Referring expression pointing data:
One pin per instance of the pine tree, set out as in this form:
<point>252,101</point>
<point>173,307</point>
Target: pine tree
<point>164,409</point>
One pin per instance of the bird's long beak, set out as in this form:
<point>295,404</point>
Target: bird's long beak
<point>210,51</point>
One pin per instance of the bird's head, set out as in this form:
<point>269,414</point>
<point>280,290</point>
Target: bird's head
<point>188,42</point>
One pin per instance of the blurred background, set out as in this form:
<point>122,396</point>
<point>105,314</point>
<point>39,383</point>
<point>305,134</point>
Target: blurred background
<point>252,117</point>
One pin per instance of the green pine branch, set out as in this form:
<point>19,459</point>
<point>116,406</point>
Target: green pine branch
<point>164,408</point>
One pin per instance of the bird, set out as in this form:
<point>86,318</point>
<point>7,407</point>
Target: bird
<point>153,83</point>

### Directions
Only those lines running from the one containing "<point>280,290</point>" through the last line of the data above are to be copied, exactly, with both ends included.

### Your solution
<point>280,290</point>
Target: bird's head
<point>188,42</point>
One pin per instance of the blurred background, set out as in this form:
<point>122,396</point>
<point>105,314</point>
<point>39,383</point>
<point>305,134</point>
Target: blurred background
<point>252,117</point>
One pin per instance of the green pine branch, set out as in this form:
<point>19,459</point>
<point>116,406</point>
Target: green pine branch
<point>164,408</point>
One pin per instance of the bird, set out as in this form:
<point>86,318</point>
<point>7,407</point>
Target: bird
<point>153,83</point>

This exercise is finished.